◆ SHORT EXERCISE 1:
From the blog post, list each kind of person named in the quoted movie line as an example of the "too many troublemakers" there.
◆ SHORT EXERCISE 2:
Copy the blog post word for word from "If Republicans make" up to and including "House seats too.".
◆ SHORT EXERCISE 3:
According to the blog post, what drove Bill Cunningham's emphasis of Obama's middle name?

◆ SUPPLIED TEXT:
· · · · ·
Imagine how the non-partisan voters must feel. Imagine their disgust.

It doesn’t make sense to hammer Hillary. She pouts and cries and plays the victim. And that gets you nowhere. It could even end up biting you in the butt. It doesn’t make sense attack Obama personally. People like him personally. You make it personal and voters will rally to him. Let Hillary and Obama get personal. Let them get nasty. It will only make them seem pettier and less serious. And if that’s all they’ve got, they’re in trouble eight months from now. Because McCain won’t just stand there and take it. He’ll give it right back, but no one will fault him for it. And he’ll come away from it looking like the good guy.

Fans of the movie "Road House" know that Dalton the ass-kicking bouncer's default mode was to "be nice". It garnered him respect. Of course, when nice no longer worked...

No, I think McCain’s instincts are right on here. Bill Cunningham’s support of McCain wasn’t genuine. He went to that rally despite his disdain for the candidate. His opposition to the two Democrat nominees was genuine. And that’s what drove his emphasis of Obama’s middle name. It wasn’t out of bounds. Hussein is the man's middle name, after all. But it wasn’t necessary either. McCain responded out of conviction, not fear.

John McCain has a long way to go to convince movement conservatives to not just vote for him, but to back him enthusiastically. He gets this. But there are some places McCain is just not willing to go. He made that clear.

If Republicans make this election about ideas – as Reagan did – then they can persuade plenty of voters to their side. Maybe they can pick up a few Senate and House seats too.

Posted by Gary at March 5, 2008 09:48 PM | TrackBack

"People who really want to have a good time won't come to a slaughterhouse. And we've got entirely too many troublemakers here. Too many 40-year-old adolescents, felons, power drinkers and trustees of modern chemistry."

A very underrated film. Plus, Kelly Lynch.
· · · · ·
◆ RAW RECORDS:
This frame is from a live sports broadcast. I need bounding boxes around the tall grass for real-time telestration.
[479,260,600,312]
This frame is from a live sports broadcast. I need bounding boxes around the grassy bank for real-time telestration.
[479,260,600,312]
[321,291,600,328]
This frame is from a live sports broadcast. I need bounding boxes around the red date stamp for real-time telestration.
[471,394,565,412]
· · · · ·
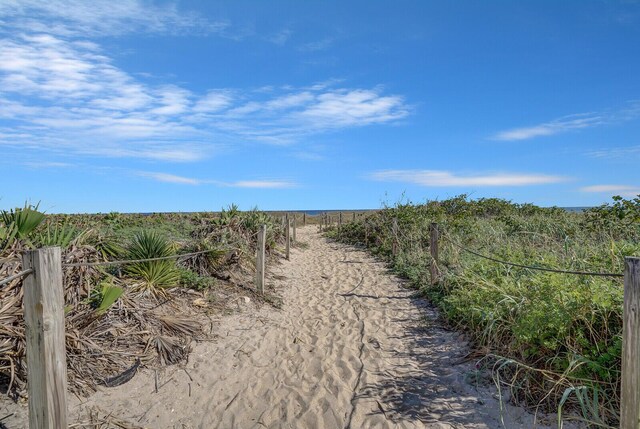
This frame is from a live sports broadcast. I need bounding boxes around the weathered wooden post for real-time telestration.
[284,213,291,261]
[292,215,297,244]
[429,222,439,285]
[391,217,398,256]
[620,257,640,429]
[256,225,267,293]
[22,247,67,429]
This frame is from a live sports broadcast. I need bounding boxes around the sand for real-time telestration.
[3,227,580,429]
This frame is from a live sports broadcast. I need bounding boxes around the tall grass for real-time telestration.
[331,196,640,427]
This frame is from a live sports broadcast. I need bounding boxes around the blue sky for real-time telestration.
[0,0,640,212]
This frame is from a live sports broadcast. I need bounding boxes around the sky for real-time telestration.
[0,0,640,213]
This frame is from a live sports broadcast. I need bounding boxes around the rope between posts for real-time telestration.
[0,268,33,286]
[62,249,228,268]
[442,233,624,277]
· · · · ·
◆ EXPECTED OUTPUT 1:
40-year-old adolescents, felons, power drinkers, trustees of modern chemistry

◆ EXPECTED OUTPUT 2:
If Republicans make this election about ideas – as Reagan did – then they can persuade plenty of voters to their side. Maybe they can pick up a few Senate and House seats too.

◆ EXPECTED OUTPUT 3:
His opposition to the two Democrat nominees.